Friday, November 17, 2006

Rabbit run, elephant shoot


For my next trick, not only will I pull a Rabbit out of my hat, but an Elephant as well. I will simultaneously review John Updike’s seminal novel Rabbit Run and Gus Van Sant’s elegiac film Elephant. It’s not a task I would choose for myself, but with the strong public demand, how can I demur?

Am I using my two dollar words properly?

sem•i•nal, adjective; (of a work, event, moment, or figure); 1. strongly influencing later developments. 2. relating to, or denoting, semen.

el•e•gi•ac, adjective; (esp. of a work of art) having a mournful quality.

Yep, Rabbit is seminal in both senses of the word and elegiacal as well. Elephant is definitely mournful. One could argue that it relates to semen. Whether it strongly influences any later developments, we’ll have to see. Smart money’s probably on “no.”

Anyway, John Updike is a Master of American Literature, a true giant, etc. etc. Almost every review of his work starts with something like “John Updike’s genius is...” And the Rabbit books are considered his greatest achievement.

That’s strong stuff, but not the only reason why I’ve resisted reading him for so long. It’s not just Updike. The other American Literary Giants of that era – Saul Bellow, Phillip Roth, J.D. Salinger, et. al. were prominent on the bookshelf when I was a kid and I’ve not yet read those guys as an adult either. They are the authors my hipster parents and their hipster friends were reading, or pretending to read. The book jackets always promised sex. My copy of Rabbit, copyright 1960, 47th printing 1989, still promises sexual candor on the inside cover. I don’t know how many of those goddamned books I skimmed looking for the sex parts when I was a kid, but it was always disappointing. All fancy words and not much fucking. And when people did manage to fuck they were always sad about it. If you’re a horny teenager with a literary bent, my advice is to try Henry Miller. Stay far, far away from Updike and that crowd. But did my parents read Henry Miller? No, they read a bunch of depressed fucking north easterners like John Updike.

But I’m older now and no longer care about sex in literature. And I’ve certainly got nothing against depressing stories. Fancy words? Depends on how they’re used.

Updike is very good with words. He writes fantastic sentences and wonderful paragraphs. I’ll open the book at random, with no fear of failure, and transcribe one to show you what I mean:
She gets up and walks around the room with the baby on her shoulder patting to get the air up and the baby poor thing so floppy and limp keeps sliding and trying to dig its little boneless legs into her to hold tight and the nightie blown by the breeze keeps touching her calves the backs of her legs her ass as he called it. Makes you feel filthy they don’t even have decent names for parts of you.

Source records
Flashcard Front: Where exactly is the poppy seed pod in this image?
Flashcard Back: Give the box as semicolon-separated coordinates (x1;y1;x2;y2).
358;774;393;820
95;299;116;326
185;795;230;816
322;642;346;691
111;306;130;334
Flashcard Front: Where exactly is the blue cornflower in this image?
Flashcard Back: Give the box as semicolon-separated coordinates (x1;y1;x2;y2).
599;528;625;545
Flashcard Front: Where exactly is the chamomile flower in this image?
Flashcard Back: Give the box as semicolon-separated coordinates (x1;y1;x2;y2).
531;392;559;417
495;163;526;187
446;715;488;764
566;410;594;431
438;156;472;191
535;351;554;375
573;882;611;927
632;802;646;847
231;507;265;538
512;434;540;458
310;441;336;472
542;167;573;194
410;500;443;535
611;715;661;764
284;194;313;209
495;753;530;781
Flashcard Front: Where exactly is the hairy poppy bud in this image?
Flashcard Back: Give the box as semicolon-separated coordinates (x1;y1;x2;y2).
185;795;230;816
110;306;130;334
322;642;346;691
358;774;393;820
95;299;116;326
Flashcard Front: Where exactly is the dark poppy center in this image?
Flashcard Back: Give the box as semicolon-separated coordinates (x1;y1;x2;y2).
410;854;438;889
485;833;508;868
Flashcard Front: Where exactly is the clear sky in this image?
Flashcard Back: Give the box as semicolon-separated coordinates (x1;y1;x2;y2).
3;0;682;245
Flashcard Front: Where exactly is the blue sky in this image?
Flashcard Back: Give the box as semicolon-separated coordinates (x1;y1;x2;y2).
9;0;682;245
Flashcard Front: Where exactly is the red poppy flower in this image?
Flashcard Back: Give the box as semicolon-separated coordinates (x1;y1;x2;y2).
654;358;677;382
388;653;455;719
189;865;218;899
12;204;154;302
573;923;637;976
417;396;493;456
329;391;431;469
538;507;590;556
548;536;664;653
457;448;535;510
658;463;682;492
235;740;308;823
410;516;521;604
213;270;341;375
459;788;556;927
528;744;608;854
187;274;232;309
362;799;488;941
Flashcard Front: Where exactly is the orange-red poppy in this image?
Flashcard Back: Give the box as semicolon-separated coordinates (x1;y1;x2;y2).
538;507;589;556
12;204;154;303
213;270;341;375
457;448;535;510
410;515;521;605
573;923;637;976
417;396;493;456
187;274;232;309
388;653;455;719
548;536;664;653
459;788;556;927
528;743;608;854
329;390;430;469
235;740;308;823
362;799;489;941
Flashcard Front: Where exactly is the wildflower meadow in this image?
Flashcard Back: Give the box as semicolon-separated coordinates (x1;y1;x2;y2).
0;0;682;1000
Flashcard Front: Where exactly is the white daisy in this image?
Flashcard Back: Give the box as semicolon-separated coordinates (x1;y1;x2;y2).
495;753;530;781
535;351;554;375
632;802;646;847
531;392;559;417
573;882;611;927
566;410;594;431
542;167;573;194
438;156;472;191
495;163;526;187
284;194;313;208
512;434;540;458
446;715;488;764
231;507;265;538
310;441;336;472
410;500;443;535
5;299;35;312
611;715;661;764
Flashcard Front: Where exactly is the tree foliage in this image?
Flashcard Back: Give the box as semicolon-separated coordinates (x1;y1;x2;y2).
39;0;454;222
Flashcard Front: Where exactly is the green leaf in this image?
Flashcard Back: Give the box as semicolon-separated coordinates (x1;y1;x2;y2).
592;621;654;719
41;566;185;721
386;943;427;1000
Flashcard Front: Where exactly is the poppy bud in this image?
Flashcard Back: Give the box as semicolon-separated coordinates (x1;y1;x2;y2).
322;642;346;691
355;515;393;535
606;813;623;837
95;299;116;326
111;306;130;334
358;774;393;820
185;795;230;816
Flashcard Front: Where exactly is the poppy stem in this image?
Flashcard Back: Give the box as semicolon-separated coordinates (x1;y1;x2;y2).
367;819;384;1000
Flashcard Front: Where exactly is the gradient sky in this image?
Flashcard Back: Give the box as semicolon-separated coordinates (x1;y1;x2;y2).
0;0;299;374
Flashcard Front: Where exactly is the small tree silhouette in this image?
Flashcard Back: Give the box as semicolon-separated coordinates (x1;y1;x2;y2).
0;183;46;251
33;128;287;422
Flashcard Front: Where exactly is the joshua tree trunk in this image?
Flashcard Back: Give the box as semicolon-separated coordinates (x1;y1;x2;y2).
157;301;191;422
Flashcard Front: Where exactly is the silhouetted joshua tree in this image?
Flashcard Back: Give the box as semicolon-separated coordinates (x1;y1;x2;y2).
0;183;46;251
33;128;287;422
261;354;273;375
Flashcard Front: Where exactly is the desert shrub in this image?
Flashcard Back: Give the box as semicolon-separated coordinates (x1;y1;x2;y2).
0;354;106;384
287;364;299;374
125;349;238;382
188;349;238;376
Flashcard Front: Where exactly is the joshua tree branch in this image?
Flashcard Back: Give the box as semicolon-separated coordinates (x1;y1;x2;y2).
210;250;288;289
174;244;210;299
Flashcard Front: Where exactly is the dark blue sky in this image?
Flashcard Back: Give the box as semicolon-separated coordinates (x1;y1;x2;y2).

» To do
Rewrite the part of the review that begins at the words "Updike is very" and stops after "parts of you.", putting "superb" in place of "fantastic".

» Complete answer
Updike is very good with words. He writes superb sentences and wonderful paragraphs. I’ll open the book at random, with no fear of failure, and transcribe one to show you what I mean:
She gets up and walks around the room with the baby on her shoulder patting to get the air up and the baby poor thing so floppy and limp keeps sliding and trying to dig its little boneless legs into her to hold tight and the nightie blown by the breeze keeps touching her calves the backs of her legs her ass as he called it. Makes you feel filthy they don’t even have decent names for parts of you.